■ Apply what you read:
1. In the passage on Desert Financial, rewrite the portion from "According to Graham, Desert" up to and including "and $7.5 billion, respectively.", substituting "region" for "community".
2. List every membership count and asset total that the passage on Desert Financial gives for the cooperative.

■ Extract:
——

According to Graham, Desert Financial includes “sharing success” as part of its core mission. That has long included committing time and money to fundraising, grants, and activities that revolve around the idea of giving back.
Cathy Graham, EVP, Desert Financial Credit Union
“It’s a virtuous circle that has really worked for us,” Graham says. “You give, the community recognizes your commitment, and it gives back. We started seeing more people choosing us.”
At the end of 2017, the cooperative had approximately 302,000 members and $4.3 billion in assets. That’s now grown to 378,000 and $7.5 billion, respectively.
“Before our rebrand [in 2018] we were growing at less than 1% a year,” Graham says. “Now, it’s been at 10% the past two years.”
In fact, the credit union has missed its monthly growth goals only once in the past two-and-a-half years, and that was during the crushing pandemic months of March and April 2020.
“From Phoenix you can basically grow to the south or to the north. Going north makes the most sense to us. And we’ll keep leading with our heart.”
Graham says a key component to the success of the “Give and Grow” strategy is aligning the entire enterprise in the effort.

——

■ Material supplied:
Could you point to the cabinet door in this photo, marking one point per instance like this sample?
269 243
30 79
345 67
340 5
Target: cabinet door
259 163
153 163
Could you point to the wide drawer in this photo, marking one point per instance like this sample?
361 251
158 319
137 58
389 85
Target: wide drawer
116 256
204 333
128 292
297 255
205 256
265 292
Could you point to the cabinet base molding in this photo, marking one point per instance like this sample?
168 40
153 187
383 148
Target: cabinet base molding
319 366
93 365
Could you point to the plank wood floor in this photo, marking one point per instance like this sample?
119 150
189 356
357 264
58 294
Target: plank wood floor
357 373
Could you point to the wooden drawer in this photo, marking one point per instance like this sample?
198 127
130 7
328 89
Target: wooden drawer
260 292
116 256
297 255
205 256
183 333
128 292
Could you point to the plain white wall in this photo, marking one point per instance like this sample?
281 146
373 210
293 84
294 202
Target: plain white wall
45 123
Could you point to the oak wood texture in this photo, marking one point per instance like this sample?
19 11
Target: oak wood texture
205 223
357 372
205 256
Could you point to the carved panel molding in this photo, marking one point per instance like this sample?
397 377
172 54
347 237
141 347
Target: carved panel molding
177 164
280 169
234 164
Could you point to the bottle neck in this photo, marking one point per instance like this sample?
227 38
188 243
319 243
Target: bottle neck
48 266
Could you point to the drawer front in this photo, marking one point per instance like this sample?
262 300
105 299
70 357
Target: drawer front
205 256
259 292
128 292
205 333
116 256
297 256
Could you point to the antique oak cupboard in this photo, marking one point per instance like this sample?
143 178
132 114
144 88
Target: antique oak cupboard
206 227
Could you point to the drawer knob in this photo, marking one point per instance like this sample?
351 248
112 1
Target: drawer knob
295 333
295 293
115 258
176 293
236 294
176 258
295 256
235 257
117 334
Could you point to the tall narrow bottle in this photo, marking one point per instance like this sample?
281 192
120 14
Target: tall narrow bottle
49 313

——

■ Task-by-task answers:
1.
According to Graham, Desert Financial includes “sharing success” as part of its core mission. That has long included committing time and money to fundraising, grants, and activities that revolve around the idea of giving back.
Cathy Graham, EVP, Desert Financial Credit Union
“It’s a virtuous circle that has really worked for us,” Graham says. “You give, the region recognizes your commitment, and it gives back. We started seeing more people choosing us.”
At the end of 2017, the cooperative had approximately 302,000 members and $4.3 billion in assets. That’s now grown to 378,000 and $7.5 billion, respectively.

2.
- About 302,000 members (end of 2017)
- $4.3 billion in assets (end of 2017)
- 378,000 members (now)
- $7.5 billion in assets (now)